Count the lines in the listing below that contain the string "building", matching case exactly, and reply with the number alone.

_TASK DATA_
▶
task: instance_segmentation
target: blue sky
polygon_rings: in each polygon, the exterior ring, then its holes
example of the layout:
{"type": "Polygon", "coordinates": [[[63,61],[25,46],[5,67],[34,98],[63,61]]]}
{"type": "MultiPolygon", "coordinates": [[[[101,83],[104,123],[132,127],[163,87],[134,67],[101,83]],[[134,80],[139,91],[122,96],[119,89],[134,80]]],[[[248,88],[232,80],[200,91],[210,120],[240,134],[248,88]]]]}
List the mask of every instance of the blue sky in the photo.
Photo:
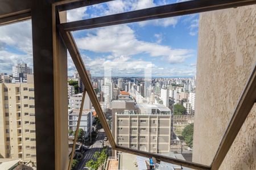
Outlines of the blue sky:
{"type": "MultiPolygon", "coordinates": [[[[67,18],[68,22],[74,21],[174,2],[116,0],[69,11],[67,18]]],[[[198,19],[198,14],[190,15],[77,31],[73,35],[92,75],[102,75],[104,66],[108,65],[120,76],[141,76],[140,69],[143,69],[152,70],[152,76],[192,76],[196,74],[198,19]],[[122,62],[121,67],[118,62],[122,62]],[[145,62],[148,64],[145,65],[145,62]]],[[[32,66],[32,58],[31,20],[1,27],[0,72],[10,74],[11,66],[17,62],[32,66]]],[[[75,70],[69,57],[69,75],[75,70]]]]}

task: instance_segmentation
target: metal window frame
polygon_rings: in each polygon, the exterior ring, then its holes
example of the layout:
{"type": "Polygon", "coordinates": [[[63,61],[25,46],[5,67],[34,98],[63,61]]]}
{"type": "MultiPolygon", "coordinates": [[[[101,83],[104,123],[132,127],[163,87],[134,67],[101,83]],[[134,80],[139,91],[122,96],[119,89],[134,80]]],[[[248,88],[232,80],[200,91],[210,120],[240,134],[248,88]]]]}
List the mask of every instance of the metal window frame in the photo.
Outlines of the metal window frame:
{"type": "MultiPolygon", "coordinates": [[[[95,3],[93,4],[108,1],[95,1],[95,3]]],[[[92,2],[91,1],[91,2],[92,2]]],[[[253,4],[256,4],[256,1],[194,0],[59,24],[58,27],[60,35],[69,52],[74,64],[85,86],[85,90],[88,93],[90,99],[97,113],[102,127],[113,150],[148,158],[154,157],[157,160],[196,169],[218,169],[251,108],[255,103],[256,66],[254,66],[254,69],[252,71],[245,89],[240,96],[215,156],[211,164],[208,166],[117,145],[106,122],[105,114],[100,105],[100,102],[90,83],[90,80],[86,71],[85,65],[71,32],[237,7],[253,4]]],[[[85,2],[85,1],[77,1],[57,6],[56,10],[62,11],[91,5],[93,4],[90,4],[90,1],[86,1],[85,2]]],[[[74,143],[75,143],[75,141],[74,143]]]]}

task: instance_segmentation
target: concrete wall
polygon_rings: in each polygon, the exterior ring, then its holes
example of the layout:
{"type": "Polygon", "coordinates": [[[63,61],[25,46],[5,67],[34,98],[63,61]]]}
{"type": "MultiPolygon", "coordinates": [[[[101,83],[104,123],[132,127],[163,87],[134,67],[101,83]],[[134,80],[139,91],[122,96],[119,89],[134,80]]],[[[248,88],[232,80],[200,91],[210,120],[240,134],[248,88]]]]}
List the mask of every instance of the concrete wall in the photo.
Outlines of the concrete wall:
{"type": "MultiPolygon", "coordinates": [[[[193,161],[209,165],[256,63],[256,6],[200,14],[193,161]]],[[[256,169],[256,106],[220,169],[256,169]]]]}

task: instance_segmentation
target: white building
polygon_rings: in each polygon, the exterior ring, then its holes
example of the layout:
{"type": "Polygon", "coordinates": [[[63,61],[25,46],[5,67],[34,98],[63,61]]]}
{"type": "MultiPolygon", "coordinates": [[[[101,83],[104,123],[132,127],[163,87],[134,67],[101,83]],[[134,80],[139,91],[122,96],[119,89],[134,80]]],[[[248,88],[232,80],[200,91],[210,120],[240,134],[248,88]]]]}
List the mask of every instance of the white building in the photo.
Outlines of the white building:
{"type": "Polygon", "coordinates": [[[191,104],[191,114],[195,113],[195,106],[196,104],[196,93],[193,92],[189,92],[188,102],[191,104]]]}
{"type": "Polygon", "coordinates": [[[101,87],[101,91],[104,94],[105,102],[110,102],[113,99],[113,83],[112,82],[105,83],[101,87]]]}
{"type": "Polygon", "coordinates": [[[170,96],[172,98],[174,101],[174,103],[176,104],[177,100],[177,90],[171,90],[171,93],[169,94],[170,96]]]}
{"type": "MultiPolygon", "coordinates": [[[[79,109],[70,109],[68,110],[68,128],[75,131],[79,116],[79,109]]],[[[79,129],[82,129],[85,132],[85,135],[88,136],[92,130],[93,117],[93,112],[90,109],[83,109],[81,117],[79,129]]]]}
{"type": "Polygon", "coordinates": [[[75,87],[73,86],[70,86],[68,84],[68,99],[70,97],[75,95],[75,87]]]}
{"type": "Polygon", "coordinates": [[[26,63],[16,63],[13,66],[13,77],[27,77],[27,74],[32,74],[32,69],[28,67],[26,63]]]}
{"type": "Polygon", "coordinates": [[[169,107],[169,90],[161,88],[161,99],[163,100],[163,104],[169,107]]]}
{"type": "Polygon", "coordinates": [[[186,108],[187,114],[191,114],[191,104],[188,102],[184,102],[183,106],[186,108]]]}
{"type": "Polygon", "coordinates": [[[8,83],[11,81],[10,76],[5,73],[0,74],[0,83],[8,83]]]}

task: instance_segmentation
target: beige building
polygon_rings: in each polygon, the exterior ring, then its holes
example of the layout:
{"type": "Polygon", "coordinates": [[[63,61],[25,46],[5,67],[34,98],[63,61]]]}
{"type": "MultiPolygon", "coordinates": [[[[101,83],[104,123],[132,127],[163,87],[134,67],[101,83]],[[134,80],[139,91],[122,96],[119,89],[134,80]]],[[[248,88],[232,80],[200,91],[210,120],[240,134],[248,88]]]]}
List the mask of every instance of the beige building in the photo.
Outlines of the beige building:
{"type": "MultiPolygon", "coordinates": [[[[202,13],[199,36],[193,161],[209,165],[255,66],[256,5],[202,13]]],[[[255,120],[254,104],[220,169],[256,169],[255,120]]]]}
{"type": "Polygon", "coordinates": [[[0,156],[36,162],[34,84],[0,83],[0,156]]]}
{"type": "Polygon", "coordinates": [[[154,153],[170,152],[172,134],[170,109],[163,105],[134,105],[131,101],[117,103],[119,105],[112,105],[113,133],[118,145],[154,153]]]}

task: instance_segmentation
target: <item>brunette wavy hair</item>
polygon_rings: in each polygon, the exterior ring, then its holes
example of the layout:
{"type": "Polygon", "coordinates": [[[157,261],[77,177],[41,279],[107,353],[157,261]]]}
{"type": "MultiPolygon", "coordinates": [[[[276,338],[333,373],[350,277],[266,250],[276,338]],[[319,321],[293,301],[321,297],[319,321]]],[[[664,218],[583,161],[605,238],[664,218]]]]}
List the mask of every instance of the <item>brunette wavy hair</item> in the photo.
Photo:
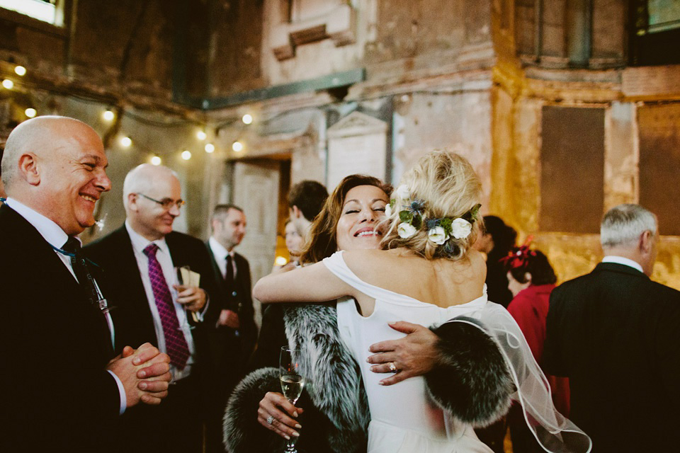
◀
_CORRECT RESULT_
6